Problem to work on: Look through the lines below for the word "road", and copy every line that has it.

####

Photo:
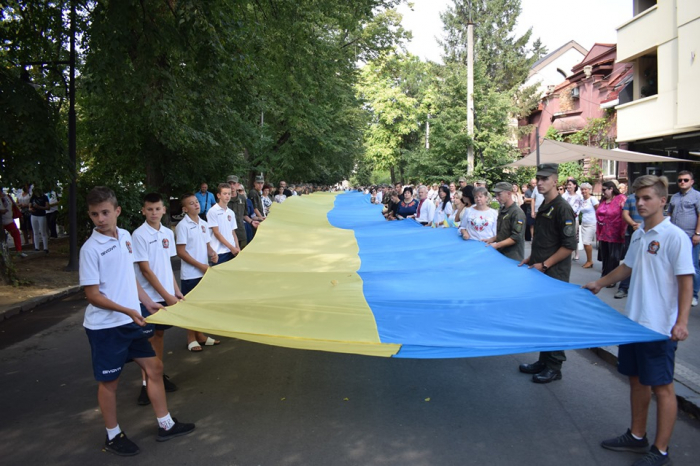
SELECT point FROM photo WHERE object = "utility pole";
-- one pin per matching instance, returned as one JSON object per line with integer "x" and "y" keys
{"x": 470, "y": 95}
{"x": 427, "y": 132}
{"x": 73, "y": 189}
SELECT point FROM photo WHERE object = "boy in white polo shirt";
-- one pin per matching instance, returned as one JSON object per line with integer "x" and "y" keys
{"x": 222, "y": 222}
{"x": 661, "y": 290}
{"x": 194, "y": 248}
{"x": 114, "y": 324}
{"x": 154, "y": 245}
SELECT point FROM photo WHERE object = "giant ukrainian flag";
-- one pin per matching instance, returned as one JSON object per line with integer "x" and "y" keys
{"x": 327, "y": 272}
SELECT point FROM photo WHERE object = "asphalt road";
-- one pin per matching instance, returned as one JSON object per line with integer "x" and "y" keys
{"x": 262, "y": 405}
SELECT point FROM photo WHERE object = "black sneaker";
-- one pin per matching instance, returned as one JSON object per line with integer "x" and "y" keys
{"x": 626, "y": 442}
{"x": 653, "y": 458}
{"x": 169, "y": 386}
{"x": 122, "y": 446}
{"x": 143, "y": 397}
{"x": 179, "y": 429}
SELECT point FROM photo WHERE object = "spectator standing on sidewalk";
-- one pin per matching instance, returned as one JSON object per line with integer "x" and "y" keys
{"x": 684, "y": 210}
{"x": 510, "y": 236}
{"x": 206, "y": 200}
{"x": 611, "y": 228}
{"x": 659, "y": 264}
{"x": 52, "y": 214}
{"x": 38, "y": 205}
{"x": 238, "y": 205}
{"x": 8, "y": 223}
{"x": 633, "y": 220}
{"x": 255, "y": 196}
{"x": 588, "y": 223}
{"x": 25, "y": 222}
{"x": 551, "y": 254}
{"x": 425, "y": 212}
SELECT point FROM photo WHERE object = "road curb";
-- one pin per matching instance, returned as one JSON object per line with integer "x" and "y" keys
{"x": 12, "y": 310}
{"x": 688, "y": 398}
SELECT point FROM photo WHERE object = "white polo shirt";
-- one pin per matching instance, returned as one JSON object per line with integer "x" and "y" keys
{"x": 109, "y": 263}
{"x": 656, "y": 257}
{"x": 195, "y": 236}
{"x": 225, "y": 220}
{"x": 155, "y": 247}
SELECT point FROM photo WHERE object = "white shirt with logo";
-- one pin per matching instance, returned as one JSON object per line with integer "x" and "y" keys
{"x": 195, "y": 236}
{"x": 656, "y": 257}
{"x": 109, "y": 263}
{"x": 155, "y": 247}
{"x": 225, "y": 220}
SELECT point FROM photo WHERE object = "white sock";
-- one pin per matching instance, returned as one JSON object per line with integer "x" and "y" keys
{"x": 166, "y": 422}
{"x": 111, "y": 433}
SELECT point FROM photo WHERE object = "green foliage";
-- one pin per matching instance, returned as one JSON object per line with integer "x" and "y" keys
{"x": 507, "y": 58}
{"x": 32, "y": 95}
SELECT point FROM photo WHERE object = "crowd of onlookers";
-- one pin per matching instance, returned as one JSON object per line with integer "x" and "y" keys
{"x": 606, "y": 220}
{"x": 31, "y": 211}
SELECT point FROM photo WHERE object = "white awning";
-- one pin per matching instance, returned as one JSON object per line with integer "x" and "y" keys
{"x": 561, "y": 152}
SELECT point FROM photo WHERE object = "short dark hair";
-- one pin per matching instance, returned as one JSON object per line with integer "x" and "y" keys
{"x": 468, "y": 192}
{"x": 100, "y": 194}
{"x": 152, "y": 198}
{"x": 610, "y": 184}
{"x": 185, "y": 196}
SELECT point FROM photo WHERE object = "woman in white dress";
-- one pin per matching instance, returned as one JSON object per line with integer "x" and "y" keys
{"x": 588, "y": 223}
{"x": 480, "y": 220}
{"x": 575, "y": 200}
{"x": 444, "y": 207}
{"x": 280, "y": 197}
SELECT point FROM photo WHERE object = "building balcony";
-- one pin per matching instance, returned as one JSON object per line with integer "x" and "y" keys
{"x": 646, "y": 31}
{"x": 647, "y": 118}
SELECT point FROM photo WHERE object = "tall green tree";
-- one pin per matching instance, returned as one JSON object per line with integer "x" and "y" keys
{"x": 502, "y": 61}
{"x": 392, "y": 88}
{"x": 33, "y": 92}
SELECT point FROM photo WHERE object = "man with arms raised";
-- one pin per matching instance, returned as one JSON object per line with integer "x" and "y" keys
{"x": 661, "y": 289}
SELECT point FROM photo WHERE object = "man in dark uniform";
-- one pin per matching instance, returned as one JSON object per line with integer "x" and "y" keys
{"x": 255, "y": 196}
{"x": 551, "y": 253}
{"x": 510, "y": 228}
{"x": 238, "y": 205}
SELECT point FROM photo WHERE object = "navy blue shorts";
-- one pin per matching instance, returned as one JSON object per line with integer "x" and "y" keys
{"x": 148, "y": 329}
{"x": 223, "y": 258}
{"x": 113, "y": 347}
{"x": 188, "y": 285}
{"x": 653, "y": 362}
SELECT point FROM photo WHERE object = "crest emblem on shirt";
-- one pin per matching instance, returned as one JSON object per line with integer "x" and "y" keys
{"x": 653, "y": 247}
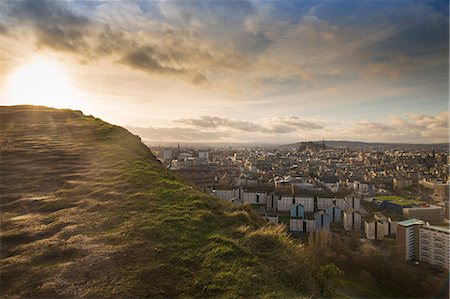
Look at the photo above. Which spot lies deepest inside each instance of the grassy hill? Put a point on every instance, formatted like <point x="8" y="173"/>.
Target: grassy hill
<point x="87" y="211"/>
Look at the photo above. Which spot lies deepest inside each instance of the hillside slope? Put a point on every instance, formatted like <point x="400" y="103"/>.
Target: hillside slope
<point x="87" y="211"/>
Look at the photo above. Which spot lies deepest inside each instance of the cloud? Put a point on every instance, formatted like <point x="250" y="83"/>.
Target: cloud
<point x="175" y="134"/>
<point x="413" y="128"/>
<point x="280" y="125"/>
<point x="159" y="50"/>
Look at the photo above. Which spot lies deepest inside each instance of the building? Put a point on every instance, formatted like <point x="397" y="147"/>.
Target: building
<point x="353" y="203"/>
<point x="297" y="211"/>
<point x="434" y="244"/>
<point x="254" y="197"/>
<point x="401" y="183"/>
<point x="286" y="202"/>
<point x="407" y="241"/>
<point x="203" y="155"/>
<point x="166" y="154"/>
<point x="426" y="212"/>
<point x="335" y="214"/>
<point x="323" y="220"/>
<point x="351" y="220"/>
<point x="302" y="225"/>
<point x="374" y="230"/>
<point x="323" y="202"/>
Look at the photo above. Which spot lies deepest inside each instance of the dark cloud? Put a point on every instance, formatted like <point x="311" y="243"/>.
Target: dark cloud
<point x="176" y="53"/>
<point x="54" y="24"/>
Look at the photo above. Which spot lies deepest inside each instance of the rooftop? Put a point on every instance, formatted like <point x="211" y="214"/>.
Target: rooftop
<point x="409" y="222"/>
<point x="438" y="228"/>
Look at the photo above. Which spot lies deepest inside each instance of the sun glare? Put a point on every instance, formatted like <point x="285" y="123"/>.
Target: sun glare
<point x="41" y="82"/>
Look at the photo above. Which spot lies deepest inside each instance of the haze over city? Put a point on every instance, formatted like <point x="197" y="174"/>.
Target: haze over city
<point x="235" y="71"/>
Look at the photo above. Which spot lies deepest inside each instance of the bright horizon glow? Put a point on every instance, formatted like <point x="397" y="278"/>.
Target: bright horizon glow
<point x="239" y="71"/>
<point x="42" y="81"/>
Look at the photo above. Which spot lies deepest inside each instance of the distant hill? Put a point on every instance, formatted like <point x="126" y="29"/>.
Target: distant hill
<point x="373" y="145"/>
<point x="87" y="211"/>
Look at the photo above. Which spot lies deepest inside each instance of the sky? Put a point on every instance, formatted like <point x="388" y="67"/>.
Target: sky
<point x="235" y="71"/>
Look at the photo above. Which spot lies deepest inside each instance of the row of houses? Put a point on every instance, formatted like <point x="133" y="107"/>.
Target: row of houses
<point x="280" y="202"/>
<point x="321" y="220"/>
<point x="417" y="240"/>
<point x="379" y="227"/>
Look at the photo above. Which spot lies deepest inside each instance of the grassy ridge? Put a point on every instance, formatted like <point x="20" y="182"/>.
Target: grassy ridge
<point x="86" y="210"/>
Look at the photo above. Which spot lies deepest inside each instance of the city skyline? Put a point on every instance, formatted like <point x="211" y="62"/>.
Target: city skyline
<point x="271" y="72"/>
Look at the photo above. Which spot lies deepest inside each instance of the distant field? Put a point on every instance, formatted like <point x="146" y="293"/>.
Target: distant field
<point x="398" y="200"/>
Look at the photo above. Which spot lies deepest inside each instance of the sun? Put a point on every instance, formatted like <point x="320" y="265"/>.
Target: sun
<point x="42" y="81"/>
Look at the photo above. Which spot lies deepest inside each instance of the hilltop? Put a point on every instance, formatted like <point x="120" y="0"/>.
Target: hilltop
<point x="87" y="211"/>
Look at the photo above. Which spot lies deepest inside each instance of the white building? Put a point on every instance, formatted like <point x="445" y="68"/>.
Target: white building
<point x="434" y="244"/>
<point x="227" y="194"/>
<point x="323" y="203"/>
<point x="351" y="220"/>
<point x="203" y="155"/>
<point x="374" y="230"/>
<point x="254" y="197"/>
<point x="302" y="225"/>
<point x="286" y="202"/>
<point x="166" y="154"/>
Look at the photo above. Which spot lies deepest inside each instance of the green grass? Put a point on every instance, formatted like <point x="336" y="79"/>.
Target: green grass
<point x="87" y="211"/>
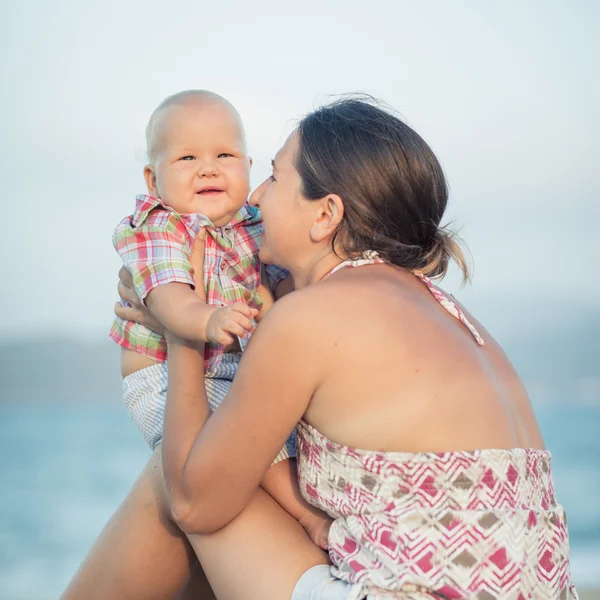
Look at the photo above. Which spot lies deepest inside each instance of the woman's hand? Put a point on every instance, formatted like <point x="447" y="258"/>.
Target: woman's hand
<point x="137" y="312"/>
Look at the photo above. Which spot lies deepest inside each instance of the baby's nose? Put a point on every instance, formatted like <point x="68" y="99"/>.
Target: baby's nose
<point x="207" y="169"/>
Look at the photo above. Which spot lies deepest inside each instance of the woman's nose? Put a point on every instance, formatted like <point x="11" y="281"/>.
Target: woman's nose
<point x="257" y="194"/>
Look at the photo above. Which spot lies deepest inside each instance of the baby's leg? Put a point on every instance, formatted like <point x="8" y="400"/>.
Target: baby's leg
<point x="140" y="554"/>
<point x="281" y="481"/>
<point x="259" y="555"/>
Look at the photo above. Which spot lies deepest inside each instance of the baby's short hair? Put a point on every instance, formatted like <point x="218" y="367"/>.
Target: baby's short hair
<point x="182" y="98"/>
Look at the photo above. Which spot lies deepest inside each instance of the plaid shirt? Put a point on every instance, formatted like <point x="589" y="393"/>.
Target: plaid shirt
<point x="155" y="243"/>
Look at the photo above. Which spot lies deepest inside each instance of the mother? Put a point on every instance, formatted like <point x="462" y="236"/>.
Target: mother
<point x="415" y="433"/>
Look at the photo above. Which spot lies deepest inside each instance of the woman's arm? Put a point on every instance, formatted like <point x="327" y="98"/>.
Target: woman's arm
<point x="213" y="466"/>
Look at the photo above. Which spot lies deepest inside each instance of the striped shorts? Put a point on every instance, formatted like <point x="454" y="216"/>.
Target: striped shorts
<point x="145" y="396"/>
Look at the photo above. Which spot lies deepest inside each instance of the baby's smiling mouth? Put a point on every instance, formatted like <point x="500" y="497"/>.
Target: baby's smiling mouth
<point x="209" y="191"/>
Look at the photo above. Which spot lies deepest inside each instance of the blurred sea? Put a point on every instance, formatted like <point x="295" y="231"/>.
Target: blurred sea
<point x="64" y="469"/>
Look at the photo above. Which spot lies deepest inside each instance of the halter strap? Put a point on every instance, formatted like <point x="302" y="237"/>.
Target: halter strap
<point x="370" y="257"/>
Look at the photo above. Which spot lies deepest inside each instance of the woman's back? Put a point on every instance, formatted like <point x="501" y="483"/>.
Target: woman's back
<point x="425" y="450"/>
<point x="403" y="374"/>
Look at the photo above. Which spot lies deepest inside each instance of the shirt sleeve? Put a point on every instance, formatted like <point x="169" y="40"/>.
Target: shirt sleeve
<point x="275" y="275"/>
<point x="156" y="252"/>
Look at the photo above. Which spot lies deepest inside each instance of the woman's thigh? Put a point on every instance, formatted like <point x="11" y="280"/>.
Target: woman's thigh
<point x="140" y="553"/>
<point x="261" y="554"/>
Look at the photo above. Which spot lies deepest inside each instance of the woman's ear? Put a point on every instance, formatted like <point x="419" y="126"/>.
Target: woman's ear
<point x="150" y="177"/>
<point x="329" y="216"/>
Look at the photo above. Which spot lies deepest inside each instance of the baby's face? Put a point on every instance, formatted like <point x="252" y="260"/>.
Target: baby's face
<point x="200" y="163"/>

####

Solution to this task:
SELECT point FROM photo WHERE object = "asphalt road";
SELECT point FROM photo WHERE object = "road curb";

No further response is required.